新型コロナウイルスが金融に与えたインパクト
新型コロナウイルスは、我々の社会、生活にとっては禍そのものだ。京都大学公共政策大学院教授 岩下 直行氏によると「金融の世界では禍転じて福となすと表現できる現象も起きている」と指摘する。これまでフィンテックから遠かった高齢者、もしくはITスキルの高くはなかった人々にも、フィンテックが身近な存在になりつつある点についてである。
「日本では『スマートフォンでインターネットバンキングなんてとんでもない』という方々が少なからずいます。しかし、今回のコロナ禍で、こうした状況も変わりつつあるようです。たとえば、最近はコンビニで○○ペイで支払っている人が本当に増えました。この数カ月で本当に変わったなと感じます」(岩下氏)

### 取り組む内容
1. 抜粋において、岩下直行氏はどのような肩書きで紹介されているか。
2. 抜粋のうち、「新型コロナウイルスが金融に与えたインパクト」で始まり「ったなと感じます」(岩下氏)」までの部分を、一字も変えずに繰り返して書け。
次に示す項目は、抜粋の内容とは関係がない。

### 表示情報
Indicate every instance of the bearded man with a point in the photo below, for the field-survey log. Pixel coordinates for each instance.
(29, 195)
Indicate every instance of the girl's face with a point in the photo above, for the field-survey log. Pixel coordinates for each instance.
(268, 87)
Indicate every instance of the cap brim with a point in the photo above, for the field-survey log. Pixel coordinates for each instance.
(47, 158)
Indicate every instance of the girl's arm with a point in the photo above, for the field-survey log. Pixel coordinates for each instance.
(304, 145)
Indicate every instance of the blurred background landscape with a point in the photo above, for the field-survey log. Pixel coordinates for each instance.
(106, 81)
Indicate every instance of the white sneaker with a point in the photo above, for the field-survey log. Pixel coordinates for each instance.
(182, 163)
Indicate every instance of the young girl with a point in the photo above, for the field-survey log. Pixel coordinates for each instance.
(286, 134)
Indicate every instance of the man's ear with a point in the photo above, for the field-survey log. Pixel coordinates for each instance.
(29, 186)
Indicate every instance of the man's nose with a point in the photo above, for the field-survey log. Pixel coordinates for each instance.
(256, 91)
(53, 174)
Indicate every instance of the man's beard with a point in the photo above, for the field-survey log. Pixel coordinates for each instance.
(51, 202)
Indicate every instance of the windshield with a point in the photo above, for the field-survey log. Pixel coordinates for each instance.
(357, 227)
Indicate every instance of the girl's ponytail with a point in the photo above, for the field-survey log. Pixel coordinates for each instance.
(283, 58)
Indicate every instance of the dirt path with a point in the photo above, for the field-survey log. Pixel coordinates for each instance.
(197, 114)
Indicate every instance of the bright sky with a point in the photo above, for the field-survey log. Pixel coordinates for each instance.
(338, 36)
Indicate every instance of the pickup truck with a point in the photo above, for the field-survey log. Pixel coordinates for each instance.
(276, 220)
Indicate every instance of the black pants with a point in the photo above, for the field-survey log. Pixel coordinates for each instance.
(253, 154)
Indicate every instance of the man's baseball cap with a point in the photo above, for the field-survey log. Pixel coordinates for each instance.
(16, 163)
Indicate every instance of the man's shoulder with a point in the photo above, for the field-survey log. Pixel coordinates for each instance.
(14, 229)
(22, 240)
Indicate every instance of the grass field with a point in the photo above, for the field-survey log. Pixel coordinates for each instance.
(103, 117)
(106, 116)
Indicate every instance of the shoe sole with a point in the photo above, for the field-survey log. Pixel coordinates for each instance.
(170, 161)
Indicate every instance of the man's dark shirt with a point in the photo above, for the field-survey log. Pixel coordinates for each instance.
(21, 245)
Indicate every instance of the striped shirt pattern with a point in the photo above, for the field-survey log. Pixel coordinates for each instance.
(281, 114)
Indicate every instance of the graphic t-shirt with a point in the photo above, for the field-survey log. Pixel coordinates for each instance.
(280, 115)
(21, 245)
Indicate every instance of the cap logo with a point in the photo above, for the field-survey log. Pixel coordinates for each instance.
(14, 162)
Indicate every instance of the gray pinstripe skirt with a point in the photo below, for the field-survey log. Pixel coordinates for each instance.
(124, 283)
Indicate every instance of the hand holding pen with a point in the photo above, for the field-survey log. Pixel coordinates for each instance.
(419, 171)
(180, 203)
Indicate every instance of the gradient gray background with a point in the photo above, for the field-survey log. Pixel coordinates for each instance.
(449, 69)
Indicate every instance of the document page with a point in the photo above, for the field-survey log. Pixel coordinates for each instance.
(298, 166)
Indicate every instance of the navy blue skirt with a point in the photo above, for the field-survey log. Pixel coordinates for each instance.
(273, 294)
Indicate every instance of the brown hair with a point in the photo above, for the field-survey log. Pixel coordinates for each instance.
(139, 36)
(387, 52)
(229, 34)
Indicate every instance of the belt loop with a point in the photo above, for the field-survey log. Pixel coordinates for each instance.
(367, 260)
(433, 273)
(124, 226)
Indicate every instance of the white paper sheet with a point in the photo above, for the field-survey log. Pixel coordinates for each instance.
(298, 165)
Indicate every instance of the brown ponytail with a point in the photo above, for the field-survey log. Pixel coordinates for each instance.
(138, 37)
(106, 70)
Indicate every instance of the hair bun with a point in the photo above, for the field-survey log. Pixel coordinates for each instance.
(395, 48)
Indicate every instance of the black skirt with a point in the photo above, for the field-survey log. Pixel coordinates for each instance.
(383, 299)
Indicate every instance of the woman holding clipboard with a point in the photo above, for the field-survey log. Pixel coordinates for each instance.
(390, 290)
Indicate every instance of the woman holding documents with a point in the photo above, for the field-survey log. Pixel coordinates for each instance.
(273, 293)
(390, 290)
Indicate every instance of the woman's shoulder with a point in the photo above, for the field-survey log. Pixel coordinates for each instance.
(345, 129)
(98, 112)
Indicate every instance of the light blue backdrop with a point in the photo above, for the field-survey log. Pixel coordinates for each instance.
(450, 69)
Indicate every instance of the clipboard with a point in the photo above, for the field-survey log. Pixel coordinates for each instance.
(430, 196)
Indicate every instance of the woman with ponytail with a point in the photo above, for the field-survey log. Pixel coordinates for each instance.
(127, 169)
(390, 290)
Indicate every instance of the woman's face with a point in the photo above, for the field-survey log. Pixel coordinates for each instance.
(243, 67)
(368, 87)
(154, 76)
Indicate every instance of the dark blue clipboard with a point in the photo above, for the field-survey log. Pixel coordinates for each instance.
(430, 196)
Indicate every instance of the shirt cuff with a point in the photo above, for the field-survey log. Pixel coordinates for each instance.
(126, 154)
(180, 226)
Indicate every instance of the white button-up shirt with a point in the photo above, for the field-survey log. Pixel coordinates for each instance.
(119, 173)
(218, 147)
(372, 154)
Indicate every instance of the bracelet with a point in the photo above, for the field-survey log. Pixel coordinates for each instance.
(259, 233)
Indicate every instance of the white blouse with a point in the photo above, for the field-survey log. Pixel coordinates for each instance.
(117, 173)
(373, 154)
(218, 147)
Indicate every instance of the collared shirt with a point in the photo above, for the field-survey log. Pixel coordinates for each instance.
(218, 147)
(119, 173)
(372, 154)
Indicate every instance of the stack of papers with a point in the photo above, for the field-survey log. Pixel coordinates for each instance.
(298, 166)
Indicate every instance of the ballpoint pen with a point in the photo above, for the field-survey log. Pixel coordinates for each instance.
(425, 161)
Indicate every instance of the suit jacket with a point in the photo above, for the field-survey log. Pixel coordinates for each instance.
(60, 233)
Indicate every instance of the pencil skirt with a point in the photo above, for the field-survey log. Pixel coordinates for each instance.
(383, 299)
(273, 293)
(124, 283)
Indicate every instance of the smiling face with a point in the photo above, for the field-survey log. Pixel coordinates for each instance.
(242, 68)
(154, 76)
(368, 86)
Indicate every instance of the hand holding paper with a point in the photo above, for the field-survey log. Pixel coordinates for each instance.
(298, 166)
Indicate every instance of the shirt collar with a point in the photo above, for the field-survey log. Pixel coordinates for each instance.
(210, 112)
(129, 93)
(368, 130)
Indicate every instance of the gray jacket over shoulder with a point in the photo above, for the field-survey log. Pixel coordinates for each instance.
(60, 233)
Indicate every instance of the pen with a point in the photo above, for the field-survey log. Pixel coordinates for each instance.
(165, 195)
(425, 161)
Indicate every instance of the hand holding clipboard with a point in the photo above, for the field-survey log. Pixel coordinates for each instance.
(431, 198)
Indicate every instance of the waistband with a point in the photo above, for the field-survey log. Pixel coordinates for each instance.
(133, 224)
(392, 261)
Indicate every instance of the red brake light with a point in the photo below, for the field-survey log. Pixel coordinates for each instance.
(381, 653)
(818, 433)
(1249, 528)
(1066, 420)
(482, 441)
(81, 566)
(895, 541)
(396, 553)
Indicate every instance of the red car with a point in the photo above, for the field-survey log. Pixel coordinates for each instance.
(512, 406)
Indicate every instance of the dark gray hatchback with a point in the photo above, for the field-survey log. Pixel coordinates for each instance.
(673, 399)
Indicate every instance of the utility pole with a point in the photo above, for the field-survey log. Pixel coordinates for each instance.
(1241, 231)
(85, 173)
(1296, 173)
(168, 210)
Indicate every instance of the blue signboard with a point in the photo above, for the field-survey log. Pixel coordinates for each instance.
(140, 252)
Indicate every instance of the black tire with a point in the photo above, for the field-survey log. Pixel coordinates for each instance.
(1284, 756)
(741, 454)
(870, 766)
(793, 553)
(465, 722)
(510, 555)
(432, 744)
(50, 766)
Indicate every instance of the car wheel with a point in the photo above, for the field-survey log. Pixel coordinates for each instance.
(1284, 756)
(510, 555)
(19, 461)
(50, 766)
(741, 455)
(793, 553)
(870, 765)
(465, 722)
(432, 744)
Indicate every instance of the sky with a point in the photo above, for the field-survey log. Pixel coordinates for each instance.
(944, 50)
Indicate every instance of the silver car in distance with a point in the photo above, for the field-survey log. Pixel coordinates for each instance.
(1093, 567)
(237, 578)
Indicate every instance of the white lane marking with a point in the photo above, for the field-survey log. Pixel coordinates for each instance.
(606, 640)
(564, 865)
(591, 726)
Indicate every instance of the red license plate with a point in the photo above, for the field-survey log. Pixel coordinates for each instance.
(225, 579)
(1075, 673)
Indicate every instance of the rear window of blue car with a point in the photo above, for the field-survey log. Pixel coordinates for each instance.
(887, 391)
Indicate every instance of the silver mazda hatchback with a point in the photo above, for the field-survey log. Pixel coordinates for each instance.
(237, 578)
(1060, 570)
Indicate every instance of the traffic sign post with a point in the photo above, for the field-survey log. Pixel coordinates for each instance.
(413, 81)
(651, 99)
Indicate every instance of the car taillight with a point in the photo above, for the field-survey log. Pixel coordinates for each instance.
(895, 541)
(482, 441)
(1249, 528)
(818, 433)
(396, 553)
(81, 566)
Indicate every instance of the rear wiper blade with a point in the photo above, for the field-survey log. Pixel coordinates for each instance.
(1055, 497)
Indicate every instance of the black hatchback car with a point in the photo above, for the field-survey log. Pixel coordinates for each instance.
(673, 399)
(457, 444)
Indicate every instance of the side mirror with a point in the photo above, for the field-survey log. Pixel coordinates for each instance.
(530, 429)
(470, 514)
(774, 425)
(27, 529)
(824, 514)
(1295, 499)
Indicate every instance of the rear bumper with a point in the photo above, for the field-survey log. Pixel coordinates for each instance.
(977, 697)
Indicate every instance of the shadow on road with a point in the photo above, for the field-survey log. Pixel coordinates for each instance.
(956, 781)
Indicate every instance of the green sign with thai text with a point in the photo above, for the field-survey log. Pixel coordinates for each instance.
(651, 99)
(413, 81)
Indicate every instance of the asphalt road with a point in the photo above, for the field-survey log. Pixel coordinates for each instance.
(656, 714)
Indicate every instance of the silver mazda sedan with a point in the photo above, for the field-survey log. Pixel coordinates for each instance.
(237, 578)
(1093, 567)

### 各問の解答
1. 京都大学公共政策大学院教授

2.
新型コロナウイルスが金融に与えたインパクト
新型コロナウイルスは、我々の社会、生活にとっては禍そのものだ。京都大学公共政策大学院教授 岩下 直行氏によると「金融の世界では禍転じて福となすと表現できる現象も起きている」と指摘する。これまでフィンテックから遠かった高齢者、もしくはITスキルの高くはなかった人々にも、フィンテックが身近な存在になりつつある点についてである。
「日本では『スマートフォンでインターネットバンキングなんてとんでもない』という方々が少なからずいます。しかし、今回のコロナ禍で、こうした状況も変わりつつあるようです。たとえば、最近はコンビニで○○ペイで支払っている人が本当に増えました。この数カ月で本当に変わったなと感じます」(岩下氏)